:: Available data ::

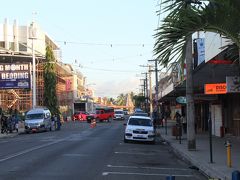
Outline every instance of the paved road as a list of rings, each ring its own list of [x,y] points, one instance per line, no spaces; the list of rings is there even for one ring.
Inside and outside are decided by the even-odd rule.
[[[123,121],[69,122],[61,131],[0,139],[0,179],[206,179],[165,144],[123,143],[123,131]]]

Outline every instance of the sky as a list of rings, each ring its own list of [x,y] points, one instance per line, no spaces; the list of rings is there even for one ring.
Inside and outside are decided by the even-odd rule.
[[[140,79],[153,59],[160,0],[9,0],[0,23],[32,20],[62,50],[62,61],[86,77],[96,96],[141,92]],[[154,76],[154,75],[153,75]]]

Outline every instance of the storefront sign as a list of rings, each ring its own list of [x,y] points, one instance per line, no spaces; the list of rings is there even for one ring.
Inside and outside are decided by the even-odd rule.
[[[205,94],[226,94],[226,83],[205,84]]]
[[[29,89],[30,66],[24,63],[0,63],[0,89]]]
[[[71,91],[71,80],[70,79],[66,80],[66,91]]]
[[[197,54],[198,54],[198,65],[205,61],[205,39],[196,39],[197,43]]]
[[[179,103],[179,104],[186,104],[187,103],[187,100],[186,100],[186,97],[184,96],[179,96],[176,98],[176,101]]]
[[[227,76],[227,93],[240,93],[240,77]]]

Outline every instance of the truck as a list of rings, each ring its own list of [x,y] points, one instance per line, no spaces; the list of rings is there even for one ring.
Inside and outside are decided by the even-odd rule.
[[[112,107],[97,107],[96,110],[87,115],[87,122],[91,123],[92,120],[96,122],[111,122],[114,118],[114,109]]]

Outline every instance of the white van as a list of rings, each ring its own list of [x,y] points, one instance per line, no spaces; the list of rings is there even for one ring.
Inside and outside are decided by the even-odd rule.
[[[25,132],[51,131],[52,120],[51,112],[47,108],[34,108],[27,112],[25,116]]]
[[[114,118],[115,120],[124,120],[124,112],[122,109],[114,110]]]

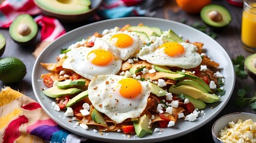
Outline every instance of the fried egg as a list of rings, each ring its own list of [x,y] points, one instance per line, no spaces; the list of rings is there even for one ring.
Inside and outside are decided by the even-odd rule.
[[[138,52],[141,43],[135,32],[115,32],[97,38],[94,44],[97,48],[108,49],[118,59],[126,61]]]
[[[116,74],[122,66],[121,60],[104,49],[82,46],[73,49],[67,55],[62,67],[90,80],[96,75]]]
[[[197,46],[192,43],[169,42],[155,49],[143,47],[138,55],[151,64],[188,69],[197,67],[201,62],[197,51]]]
[[[146,81],[113,74],[95,76],[88,86],[89,99],[94,107],[116,123],[139,117],[150,92]]]

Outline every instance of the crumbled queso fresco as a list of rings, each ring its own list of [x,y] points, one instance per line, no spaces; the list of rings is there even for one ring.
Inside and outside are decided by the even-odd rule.
[[[219,133],[218,139],[224,142],[256,142],[256,122],[251,119],[237,123],[228,123],[229,128],[225,127]]]

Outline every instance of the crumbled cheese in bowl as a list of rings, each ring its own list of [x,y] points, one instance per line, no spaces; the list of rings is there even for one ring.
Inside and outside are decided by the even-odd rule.
[[[237,123],[228,123],[229,128],[225,127],[219,132],[218,139],[224,142],[256,142],[256,122],[251,119],[239,120]]]

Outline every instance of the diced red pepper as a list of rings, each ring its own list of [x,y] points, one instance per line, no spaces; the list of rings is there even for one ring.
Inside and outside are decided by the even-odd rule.
[[[133,125],[128,125],[122,127],[125,133],[129,133],[135,132],[134,126]]]

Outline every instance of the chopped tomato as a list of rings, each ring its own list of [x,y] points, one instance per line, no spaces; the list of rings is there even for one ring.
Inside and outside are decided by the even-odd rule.
[[[158,121],[158,123],[161,128],[164,128],[167,127],[167,125],[169,123],[169,122],[165,121],[165,120]]]
[[[209,84],[210,83],[210,81],[209,81],[209,79],[208,76],[201,76],[200,77],[200,79],[203,79],[203,80],[204,80],[204,82],[205,82],[207,85],[209,85]]]
[[[122,129],[125,133],[135,132],[134,126],[133,125],[122,126]]]
[[[48,76],[45,76],[44,77],[43,82],[44,83],[44,85],[47,88],[51,88],[53,85],[53,80],[52,80],[52,78]]]
[[[72,74],[71,76],[71,80],[76,80],[76,79],[79,79],[81,78],[81,76],[78,74],[77,73],[73,73],[73,74]]]
[[[65,108],[69,100],[70,100],[70,97],[68,95],[61,97],[59,102],[59,108],[60,109]]]
[[[188,111],[189,113],[191,113],[195,110],[195,107],[194,106],[193,104],[191,102],[188,102],[187,104],[185,104],[185,108],[186,108],[186,110]]]

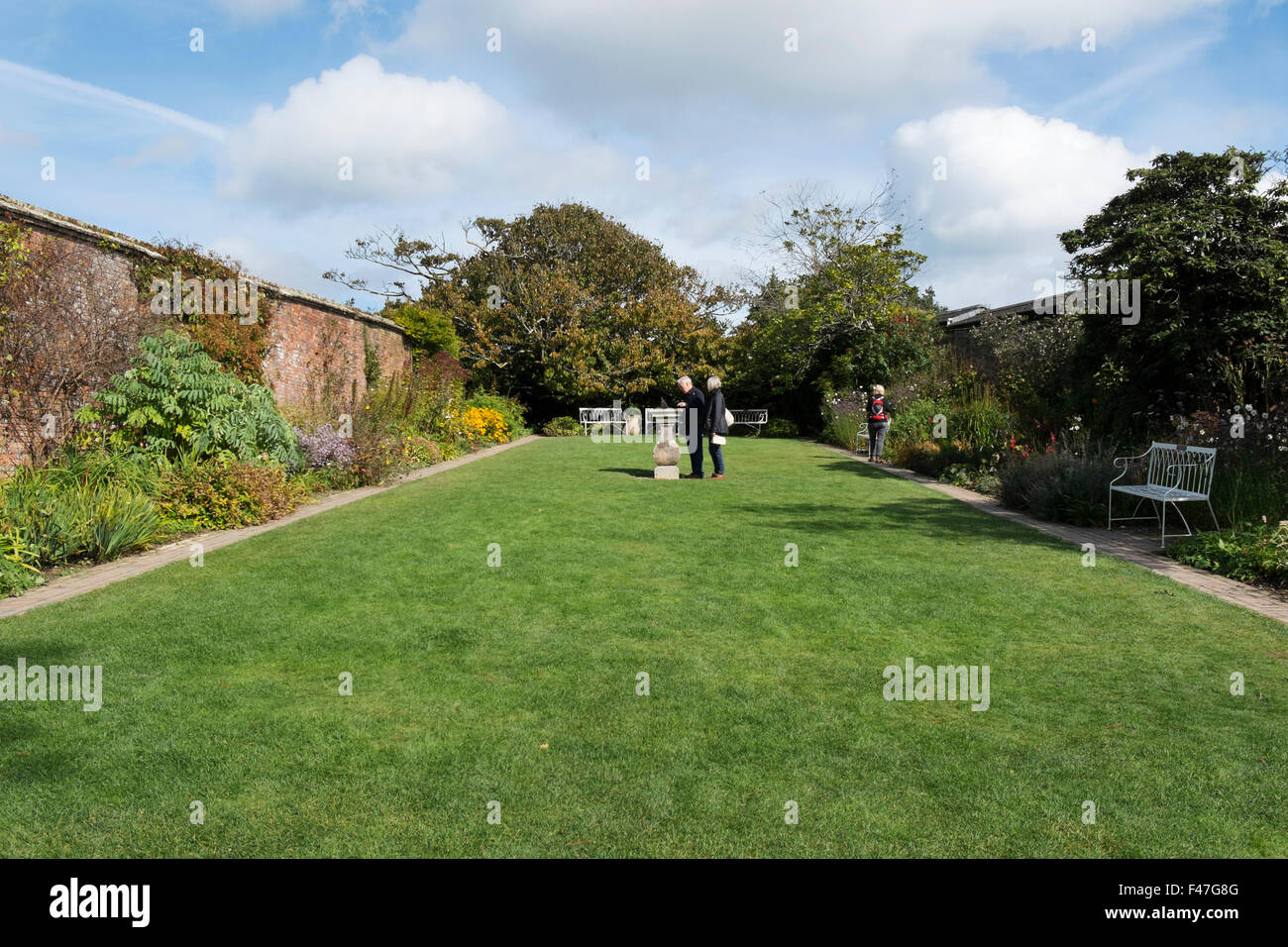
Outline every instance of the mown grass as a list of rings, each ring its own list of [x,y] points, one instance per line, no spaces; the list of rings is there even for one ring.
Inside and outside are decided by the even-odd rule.
[[[541,441],[0,621],[106,691],[0,703],[0,854],[1288,854],[1283,625],[815,445],[726,456]],[[905,657],[990,709],[885,701]]]

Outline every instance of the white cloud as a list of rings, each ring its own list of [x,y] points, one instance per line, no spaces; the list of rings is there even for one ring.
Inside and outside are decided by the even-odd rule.
[[[1066,260],[1057,234],[1124,191],[1127,170],[1153,157],[1015,107],[907,122],[890,152],[925,228],[927,276],[949,307],[1014,301],[1037,280],[1054,280]]]
[[[231,131],[222,191],[294,210],[450,193],[509,137],[505,108],[478,85],[385,72],[359,55]],[[352,180],[341,178],[345,160]]]
[[[473,50],[514,67],[553,107],[666,111],[735,97],[777,110],[899,110],[996,95],[983,57],[1077,49],[1086,27],[1112,48],[1140,27],[1225,0],[421,0],[385,53]],[[484,53],[497,27],[502,52]],[[784,50],[796,30],[799,52]]]

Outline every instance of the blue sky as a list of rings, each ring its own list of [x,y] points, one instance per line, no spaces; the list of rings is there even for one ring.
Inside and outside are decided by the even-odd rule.
[[[1128,167],[1288,144],[1282,0],[6,0],[3,17],[0,192],[340,299],[321,273],[354,237],[461,247],[469,218],[562,200],[737,280],[764,262],[765,195],[862,198],[893,173],[920,282],[1003,304],[1063,271],[1056,233]]]

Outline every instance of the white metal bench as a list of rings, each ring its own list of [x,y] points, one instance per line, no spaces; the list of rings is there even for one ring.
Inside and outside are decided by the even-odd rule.
[[[748,428],[755,428],[757,432],[769,423],[769,408],[762,407],[744,407],[744,408],[730,408],[729,414],[733,415],[733,424],[746,424]],[[733,424],[729,426],[732,428]]]
[[[577,421],[586,434],[596,424],[607,425],[608,433],[621,434],[626,424],[625,414],[618,407],[580,407],[577,408]]]
[[[1131,469],[1132,461],[1146,457],[1149,459],[1149,473],[1145,475],[1144,483],[1119,483]],[[1128,519],[1154,519],[1158,522],[1159,548],[1166,548],[1168,540],[1167,504],[1172,504],[1176,514],[1185,523],[1185,532],[1171,533],[1171,539],[1194,535],[1190,531],[1189,522],[1185,519],[1185,514],[1181,513],[1181,508],[1176,505],[1181,502],[1206,502],[1208,513],[1212,515],[1212,522],[1217,530],[1221,528],[1216,518],[1216,510],[1212,509],[1212,500],[1209,499],[1212,492],[1212,470],[1216,466],[1216,447],[1177,447],[1176,445],[1166,445],[1155,441],[1149,446],[1148,451],[1135,457],[1114,457],[1114,466],[1121,468],[1122,473],[1114,477],[1109,484],[1110,530],[1114,528],[1114,493],[1126,493],[1136,497],[1136,506],[1132,509],[1132,515],[1118,517],[1118,522]],[[1136,515],[1145,500],[1149,500],[1150,505],[1154,506],[1153,517]]]

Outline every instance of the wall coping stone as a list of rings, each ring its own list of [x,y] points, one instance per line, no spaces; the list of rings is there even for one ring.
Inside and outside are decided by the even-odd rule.
[[[41,229],[52,231],[61,236],[72,237],[81,241],[89,241],[94,245],[100,245],[102,241],[109,241],[122,250],[130,253],[140,254],[153,260],[165,259],[164,254],[157,250],[153,245],[146,244],[142,240],[135,240],[124,233],[117,233],[115,231],[108,231],[103,227],[95,227],[88,224],[84,220],[77,220],[73,216],[67,216],[64,214],[57,214],[52,210],[45,210],[44,207],[37,207],[33,204],[27,204],[26,201],[19,201],[17,197],[9,197],[8,195],[0,193],[0,218],[5,218],[14,222],[23,222],[40,227]],[[337,303],[334,299],[326,299],[325,296],[317,296],[312,292],[305,292],[304,290],[291,289],[290,286],[282,286],[281,283],[270,282],[268,280],[260,280],[252,274],[247,274],[254,278],[256,283],[263,286],[269,294],[277,296],[278,299],[287,303],[305,303],[317,309],[325,309],[332,312],[337,316],[344,316],[350,320],[357,320],[359,322],[367,322],[372,326],[380,326],[381,329],[389,329],[399,335],[407,335],[407,331],[399,326],[397,322],[386,320],[384,316],[377,316],[374,312],[367,312],[366,309],[359,309],[354,305],[348,305],[345,303]]]

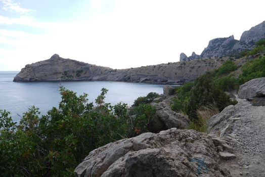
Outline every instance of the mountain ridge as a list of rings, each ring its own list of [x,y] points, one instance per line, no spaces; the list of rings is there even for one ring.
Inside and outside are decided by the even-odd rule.
[[[218,37],[211,39],[200,55],[196,55],[193,52],[191,56],[187,57],[185,54],[182,53],[180,56],[180,61],[235,56],[245,50],[252,49],[254,47],[255,42],[264,38],[265,21],[251,27],[249,30],[244,31],[239,40],[235,39],[233,35],[228,37]]]

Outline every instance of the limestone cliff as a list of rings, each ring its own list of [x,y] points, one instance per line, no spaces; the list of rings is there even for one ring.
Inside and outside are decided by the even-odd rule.
[[[235,56],[245,50],[251,49],[257,41],[265,38],[265,21],[244,32],[240,40],[232,35],[228,37],[216,38],[209,41],[208,46],[200,55],[194,53],[190,57],[181,53],[180,61],[189,61],[199,58]]]
[[[27,65],[15,82],[53,80],[109,80],[182,84],[216,68],[226,59],[195,60],[135,68],[113,69],[54,55],[50,59]]]

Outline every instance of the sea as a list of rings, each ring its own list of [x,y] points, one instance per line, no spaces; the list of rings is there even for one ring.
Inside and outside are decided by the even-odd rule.
[[[77,95],[87,93],[89,102],[95,100],[103,87],[109,91],[105,102],[112,105],[120,102],[131,106],[135,99],[150,92],[163,93],[163,85],[151,83],[99,81],[47,81],[15,82],[19,71],[0,71],[0,109],[10,112],[13,121],[19,122],[23,113],[31,106],[39,108],[45,114],[61,101],[60,86],[72,90]]]

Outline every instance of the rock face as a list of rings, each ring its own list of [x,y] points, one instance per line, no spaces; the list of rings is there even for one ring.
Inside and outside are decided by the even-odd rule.
[[[263,38],[265,38],[265,21],[252,27],[249,30],[244,32],[240,37],[240,41],[253,45],[255,41]]]
[[[77,176],[231,176],[210,137],[171,128],[145,133],[92,151]]]
[[[188,57],[187,56],[187,55],[182,53],[181,54],[181,56],[180,56],[180,62],[183,62],[183,61],[188,61]]]
[[[164,101],[151,105],[155,107],[156,112],[148,124],[150,131],[156,133],[170,128],[184,128],[189,125],[189,118],[173,111]]]
[[[55,54],[49,60],[26,65],[15,77],[14,81],[109,80],[183,84],[217,68],[223,62],[213,59],[205,59],[202,62],[191,61],[185,64],[182,62],[168,63],[135,68],[113,69],[64,59]]]
[[[253,100],[255,97],[265,97],[265,77],[252,79],[240,85],[239,98]]]
[[[186,56],[183,58],[184,55],[182,56],[181,54],[180,61],[181,61],[180,59],[182,61],[188,61],[199,58],[234,56],[244,50],[251,49],[255,42],[264,38],[265,21],[252,27],[249,30],[244,32],[240,40],[235,39],[233,35],[229,37],[212,39],[209,41],[208,46],[204,49],[200,55],[196,55],[194,57],[195,55],[193,53],[190,57],[188,57]]]
[[[239,41],[235,40],[234,36],[229,37],[217,38],[210,40],[207,48],[201,54],[201,58],[212,57],[225,57],[232,55],[237,52],[234,49],[234,46]]]
[[[236,159],[233,160],[234,155],[226,153],[220,155],[222,159],[231,159],[221,163],[232,176],[264,176],[265,106],[254,106],[245,100],[238,101],[236,105],[229,106],[212,117],[208,131],[230,143]],[[231,152],[230,148],[223,148]]]
[[[170,92],[170,90],[173,89],[173,87],[169,85],[164,85],[163,87],[163,94],[165,97],[168,97]]]
[[[188,61],[191,61],[195,59],[198,59],[201,58],[201,56],[199,55],[197,55],[194,52],[192,53],[191,56],[188,57],[185,54],[182,53],[181,54],[180,57],[180,62],[185,62]]]

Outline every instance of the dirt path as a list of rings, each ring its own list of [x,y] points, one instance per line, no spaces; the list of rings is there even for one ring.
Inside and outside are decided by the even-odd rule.
[[[232,176],[264,177],[265,106],[253,106],[245,100],[238,101],[220,113],[223,119],[219,132],[225,132],[220,137],[233,147],[236,156],[222,163]]]

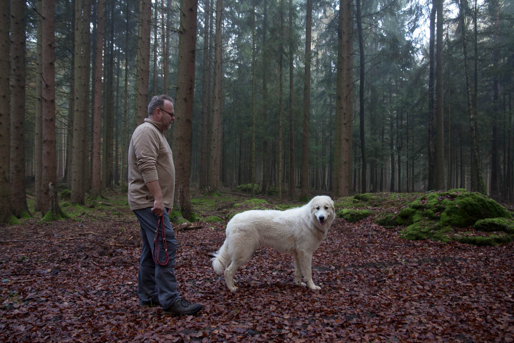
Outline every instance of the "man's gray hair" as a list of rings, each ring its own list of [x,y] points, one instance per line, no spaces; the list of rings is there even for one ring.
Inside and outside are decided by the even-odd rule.
[[[153,114],[158,107],[163,106],[164,100],[168,100],[168,101],[171,102],[171,103],[173,103],[173,99],[166,94],[154,95],[152,97],[152,100],[150,100],[150,103],[148,104],[149,116],[150,116],[150,115]]]

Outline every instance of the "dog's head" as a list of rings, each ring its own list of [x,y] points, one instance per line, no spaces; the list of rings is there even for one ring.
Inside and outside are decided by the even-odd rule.
[[[325,227],[326,230],[332,225],[336,218],[334,201],[329,196],[318,195],[310,201],[311,213],[320,227]]]

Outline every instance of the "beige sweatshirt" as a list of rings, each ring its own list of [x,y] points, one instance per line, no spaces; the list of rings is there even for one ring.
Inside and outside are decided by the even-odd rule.
[[[131,210],[154,206],[146,184],[159,180],[164,207],[173,208],[175,165],[160,123],[144,119],[132,134],[128,146],[128,205]]]

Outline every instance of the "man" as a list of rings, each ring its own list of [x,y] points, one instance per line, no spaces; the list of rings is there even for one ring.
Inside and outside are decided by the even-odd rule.
[[[160,305],[165,313],[191,315],[201,305],[182,298],[177,291],[177,242],[168,215],[173,207],[175,165],[163,133],[174,119],[171,98],[153,97],[148,104],[148,118],[134,130],[128,147],[128,205],[139,222],[143,241],[137,280],[140,304]],[[164,229],[158,230],[160,220]]]

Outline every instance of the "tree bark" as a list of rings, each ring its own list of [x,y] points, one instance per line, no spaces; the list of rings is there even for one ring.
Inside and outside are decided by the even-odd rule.
[[[101,194],[101,166],[100,141],[102,123],[102,66],[103,54],[103,0],[98,0],[98,24],[95,58],[94,83],[93,84],[93,130],[92,178],[91,197],[96,198]]]
[[[151,0],[139,0],[137,37],[137,103],[136,125],[148,116],[148,83],[150,68],[150,22]]]
[[[74,101],[73,139],[71,165],[71,197],[74,204],[83,204],[85,189],[84,178],[88,178],[83,158],[86,153],[86,132],[88,116],[89,66],[89,0],[77,0],[75,19],[75,99]],[[45,187],[46,185],[43,185]],[[54,187],[57,188],[57,187]]]
[[[255,5],[252,2],[252,137],[251,161],[250,162],[250,176],[252,184],[252,198],[255,197]]]
[[[490,2],[491,17],[494,28],[494,38],[492,51],[492,67],[498,70],[500,64],[500,48],[498,46],[498,36],[500,33],[500,5],[498,0]],[[491,145],[491,188],[490,196],[495,199],[500,199],[502,194],[500,191],[500,163],[498,158],[498,98],[500,82],[498,80],[499,73],[493,73],[492,80],[492,135]]]
[[[0,223],[12,214],[9,172],[9,2],[0,2]]]
[[[41,213],[50,219],[61,215],[56,174],[55,20],[54,0],[43,0],[43,177]]]
[[[200,189],[205,189],[207,185],[207,128],[208,127],[209,82],[210,80],[209,55],[210,46],[209,44],[209,22],[211,19],[210,2],[212,0],[205,0],[205,14],[204,16],[204,60],[203,75],[202,76],[201,97],[201,137],[200,148]]]
[[[284,56],[284,0],[280,0],[280,42],[279,46],[279,202],[282,202],[282,185],[284,182],[284,137],[282,132],[282,98],[283,96],[283,80],[284,68],[283,66],[283,57]]]
[[[303,86],[303,131],[302,133],[302,177],[301,201],[309,198],[309,114],[310,112],[310,44],[313,26],[313,1],[307,0],[305,20],[305,69]]]
[[[270,182],[270,168],[268,167],[269,154],[268,151],[268,77],[266,73],[269,66],[268,62],[269,50],[266,42],[268,29],[267,5],[267,1],[264,0],[262,25],[262,121],[261,124],[263,130],[262,191],[264,194],[267,193],[268,185]]]
[[[289,197],[292,199],[295,197],[295,190],[296,189],[296,177],[295,172],[296,164],[295,163],[295,118],[293,114],[293,98],[295,93],[293,83],[294,65],[293,60],[294,57],[293,45],[292,38],[293,22],[292,0],[289,0]]]
[[[14,215],[28,212],[25,197],[25,3],[11,1],[10,161],[11,202]]]
[[[338,32],[336,135],[333,193],[334,197],[352,190],[352,16],[351,0],[340,0]]]
[[[435,15],[437,1],[433,0],[430,11],[430,39],[429,44],[430,67],[428,75],[428,184],[427,190],[435,189],[435,106],[434,101],[435,78]]]
[[[469,114],[469,122],[470,125],[470,133],[471,135],[471,149],[473,152],[472,173],[475,175],[471,178],[471,190],[480,192],[482,194],[486,193],[485,185],[482,178],[482,167],[480,163],[480,156],[479,151],[478,143],[476,140],[476,123],[475,119],[475,112],[473,108],[473,101],[471,96],[471,84],[469,78],[469,66],[468,61],[467,42],[466,38],[466,30],[465,29],[465,21],[464,20],[464,9],[466,8],[466,0],[461,0],[460,2],[460,16],[461,25],[462,30],[462,48],[464,56],[464,70],[466,73],[466,86],[468,97],[468,113]]]
[[[209,161],[208,187],[211,192],[220,190],[222,158],[222,108],[223,105],[223,61],[222,46],[222,0],[216,2],[216,37],[214,43],[214,99],[212,109],[210,155]]]
[[[195,48],[196,37],[197,0],[180,1],[180,29],[178,40],[177,100],[179,114],[173,130],[173,148],[176,163],[175,207],[185,218],[192,219],[193,206],[189,198],[191,176],[191,140],[194,91]]]
[[[41,41],[43,34],[43,18],[41,17],[41,0],[38,0],[38,47],[36,48],[38,73],[35,76],[35,114],[34,121],[34,161],[35,172],[34,177],[34,209],[41,210],[41,167],[43,164],[43,153],[41,141],[41,134],[43,131],[41,121],[43,115],[43,107],[41,92],[43,91],[41,78],[41,68],[43,61],[41,60]]]
[[[435,147],[435,187],[437,189],[445,189],[445,127],[443,105],[444,103],[444,84],[443,80],[444,66],[443,61],[443,0],[437,2],[437,49],[436,50],[436,147]]]
[[[360,155],[362,159],[362,167],[361,170],[361,193],[366,192],[366,144],[365,137],[364,137],[364,39],[362,38],[362,18],[360,12],[360,2],[361,0],[356,0],[357,5],[357,34],[359,37],[359,74],[360,75],[359,84],[359,132],[360,133]]]

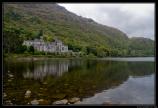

:::

| What is expected |
State how many lines of the listing contain the string "crumbled", with case counting, and give only the number.

| Output of the exercise |
2